*The request*
Pick out every line in the records below that contains the string "sign", and copy each one.

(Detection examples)
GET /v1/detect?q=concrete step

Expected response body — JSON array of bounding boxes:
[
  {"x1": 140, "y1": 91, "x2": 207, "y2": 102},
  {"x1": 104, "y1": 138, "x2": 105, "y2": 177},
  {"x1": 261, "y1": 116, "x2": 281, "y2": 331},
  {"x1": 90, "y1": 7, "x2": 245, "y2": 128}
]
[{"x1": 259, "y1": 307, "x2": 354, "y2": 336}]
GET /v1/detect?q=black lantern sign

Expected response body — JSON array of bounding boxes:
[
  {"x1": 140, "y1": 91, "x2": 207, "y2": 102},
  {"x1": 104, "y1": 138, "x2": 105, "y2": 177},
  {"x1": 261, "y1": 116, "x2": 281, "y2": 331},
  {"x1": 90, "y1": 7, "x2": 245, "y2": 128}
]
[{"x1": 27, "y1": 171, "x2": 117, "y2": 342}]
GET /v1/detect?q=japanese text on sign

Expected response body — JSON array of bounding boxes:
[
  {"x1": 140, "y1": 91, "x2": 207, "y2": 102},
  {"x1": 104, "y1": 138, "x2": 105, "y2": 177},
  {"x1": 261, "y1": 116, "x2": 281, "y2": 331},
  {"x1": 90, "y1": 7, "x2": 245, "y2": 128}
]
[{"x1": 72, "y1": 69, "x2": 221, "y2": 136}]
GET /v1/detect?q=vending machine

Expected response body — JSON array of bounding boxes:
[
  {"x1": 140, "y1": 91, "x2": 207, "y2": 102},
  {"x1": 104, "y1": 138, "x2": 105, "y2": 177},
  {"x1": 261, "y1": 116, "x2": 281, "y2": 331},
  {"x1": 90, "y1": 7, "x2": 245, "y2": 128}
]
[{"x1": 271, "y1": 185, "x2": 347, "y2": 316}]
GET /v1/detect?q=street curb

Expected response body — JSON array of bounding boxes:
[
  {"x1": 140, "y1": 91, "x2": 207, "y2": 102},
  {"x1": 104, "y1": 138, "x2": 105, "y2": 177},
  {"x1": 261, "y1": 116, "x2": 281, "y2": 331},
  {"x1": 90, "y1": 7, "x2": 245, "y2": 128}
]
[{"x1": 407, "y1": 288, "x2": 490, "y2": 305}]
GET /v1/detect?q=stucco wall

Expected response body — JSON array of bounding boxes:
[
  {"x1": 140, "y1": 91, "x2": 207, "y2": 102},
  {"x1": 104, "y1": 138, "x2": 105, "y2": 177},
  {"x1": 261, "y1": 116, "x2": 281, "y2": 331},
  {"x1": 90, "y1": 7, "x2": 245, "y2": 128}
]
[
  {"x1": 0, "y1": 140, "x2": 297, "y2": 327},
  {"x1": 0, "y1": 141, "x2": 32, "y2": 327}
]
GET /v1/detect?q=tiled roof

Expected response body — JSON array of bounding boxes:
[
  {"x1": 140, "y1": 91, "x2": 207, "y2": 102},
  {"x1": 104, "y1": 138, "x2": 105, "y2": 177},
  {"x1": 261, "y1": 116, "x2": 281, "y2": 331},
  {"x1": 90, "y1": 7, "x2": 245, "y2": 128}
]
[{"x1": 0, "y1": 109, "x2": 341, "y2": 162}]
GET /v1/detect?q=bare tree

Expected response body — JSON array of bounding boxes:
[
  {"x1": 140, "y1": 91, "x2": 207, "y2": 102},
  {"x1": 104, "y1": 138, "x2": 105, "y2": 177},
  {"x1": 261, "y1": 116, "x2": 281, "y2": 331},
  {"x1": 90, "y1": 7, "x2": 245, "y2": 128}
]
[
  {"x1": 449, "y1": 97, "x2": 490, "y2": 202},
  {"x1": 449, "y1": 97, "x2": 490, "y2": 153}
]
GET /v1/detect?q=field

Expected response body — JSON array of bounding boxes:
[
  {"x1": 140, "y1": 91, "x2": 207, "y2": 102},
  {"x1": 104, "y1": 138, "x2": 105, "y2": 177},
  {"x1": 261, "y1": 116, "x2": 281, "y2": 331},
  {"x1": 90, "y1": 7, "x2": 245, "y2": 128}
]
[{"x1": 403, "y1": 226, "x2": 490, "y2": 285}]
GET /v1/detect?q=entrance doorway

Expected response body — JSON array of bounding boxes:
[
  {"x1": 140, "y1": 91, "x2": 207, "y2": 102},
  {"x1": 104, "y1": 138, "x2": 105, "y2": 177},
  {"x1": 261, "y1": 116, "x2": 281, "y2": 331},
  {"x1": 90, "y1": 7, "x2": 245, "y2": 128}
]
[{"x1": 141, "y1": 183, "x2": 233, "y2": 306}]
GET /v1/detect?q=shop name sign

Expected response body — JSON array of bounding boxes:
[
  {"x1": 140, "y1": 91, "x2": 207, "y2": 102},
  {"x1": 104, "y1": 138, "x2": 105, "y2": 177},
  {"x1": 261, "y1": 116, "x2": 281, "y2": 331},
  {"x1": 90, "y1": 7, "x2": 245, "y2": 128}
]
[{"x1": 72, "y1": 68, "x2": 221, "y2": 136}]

*Solution to this problem*
GET /v1/detect?q=black lantern sign
GET /v1/detect?q=japanese text on sign
GET /v1/detect?q=shop name sign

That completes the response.